Data extracts:
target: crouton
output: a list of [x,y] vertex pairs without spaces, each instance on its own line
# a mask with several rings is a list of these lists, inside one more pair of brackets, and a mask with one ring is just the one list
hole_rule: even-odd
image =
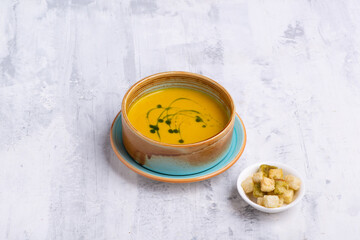
[[257,204],[259,204],[260,206],[264,206],[264,198],[263,197],[258,197],[257,198]]
[[284,204],[284,198],[282,196],[279,196],[279,207],[281,207]]
[[241,187],[244,189],[245,193],[251,193],[254,189],[254,183],[252,181],[252,177],[246,178],[242,183]]
[[265,195],[264,206],[267,208],[276,208],[279,206],[280,199],[276,195]]
[[261,191],[262,192],[271,192],[275,189],[275,180],[271,178],[264,177],[261,180]]
[[294,190],[299,190],[301,186],[301,180],[293,175],[287,175],[285,176],[285,181],[289,185],[290,188]]
[[270,169],[276,169],[277,167],[274,166],[270,166],[270,165],[266,165],[266,164],[262,164],[259,167],[259,172],[263,172],[264,177],[269,177],[269,170]]
[[284,203],[291,203],[293,201],[294,198],[294,190],[292,189],[288,189],[284,192],[284,194],[282,195],[282,198],[284,199]]
[[275,180],[275,189],[274,189],[274,193],[276,195],[281,195],[283,194],[286,190],[289,189],[288,184],[285,182],[285,180],[282,179],[276,179]]
[[264,193],[261,191],[261,184],[260,183],[255,183],[254,184],[253,196],[256,197],[256,198],[264,196]]
[[252,180],[254,183],[259,183],[264,177],[264,173],[263,172],[257,172],[254,173]]
[[283,170],[281,168],[269,169],[269,178],[282,179],[283,178]]

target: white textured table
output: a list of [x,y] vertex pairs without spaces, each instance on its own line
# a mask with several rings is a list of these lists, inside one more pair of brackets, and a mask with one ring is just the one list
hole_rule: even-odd
[[[130,85],[209,76],[232,94],[248,142],[227,172],[155,182],[113,154]],[[360,2],[1,1],[0,239],[357,239]],[[301,204],[242,201],[247,165],[306,176]]]

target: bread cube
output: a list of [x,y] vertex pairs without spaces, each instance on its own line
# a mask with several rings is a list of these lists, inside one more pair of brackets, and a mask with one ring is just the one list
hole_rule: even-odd
[[294,190],[289,189],[284,192],[284,194],[281,196],[284,199],[284,203],[291,203],[294,198]]
[[279,207],[281,207],[284,204],[284,198],[282,196],[279,196]]
[[259,172],[263,172],[264,173],[264,177],[269,177],[269,170],[270,169],[276,169],[277,167],[275,166],[270,166],[270,165],[266,165],[266,164],[262,164],[259,167]]
[[269,178],[282,179],[283,178],[283,170],[281,168],[269,169]]
[[256,200],[257,204],[259,204],[260,206],[264,206],[264,198],[263,197],[259,197]]
[[275,189],[275,180],[271,178],[264,177],[261,180],[261,191],[262,192],[271,192]]
[[260,183],[254,183],[253,196],[256,198],[264,196],[264,193],[261,191]]
[[301,180],[293,175],[287,175],[285,176],[285,181],[289,185],[290,188],[294,190],[299,190],[301,186]]
[[279,206],[280,199],[276,195],[265,195],[264,206],[267,208],[276,208]]
[[289,189],[288,184],[285,182],[285,180],[282,179],[276,179],[275,180],[275,190],[274,190],[274,194],[276,195],[281,195],[283,194],[286,190]]
[[244,189],[245,193],[251,193],[254,189],[254,183],[252,181],[252,177],[246,178],[242,183],[241,187]]
[[263,172],[257,172],[254,173],[252,180],[254,183],[259,183],[264,177],[264,173]]

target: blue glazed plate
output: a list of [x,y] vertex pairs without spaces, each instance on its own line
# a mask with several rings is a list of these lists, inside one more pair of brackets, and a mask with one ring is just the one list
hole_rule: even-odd
[[134,172],[157,181],[186,183],[209,179],[229,169],[239,159],[244,151],[246,144],[246,131],[242,120],[240,119],[239,115],[236,114],[234,133],[228,153],[215,166],[205,171],[188,175],[168,175],[154,172],[141,166],[134,159],[132,159],[126,152],[122,142],[121,112],[118,113],[111,126],[110,141],[116,156]]

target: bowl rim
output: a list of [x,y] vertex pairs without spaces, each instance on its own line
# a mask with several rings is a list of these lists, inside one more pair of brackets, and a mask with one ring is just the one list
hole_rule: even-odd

Prompt: Where does "target" appear in the listing? Show every line that has it.

Completed task:
target: crouton
target: white textured table
target: bread cube
target: blue glazed plate
target: bowl rim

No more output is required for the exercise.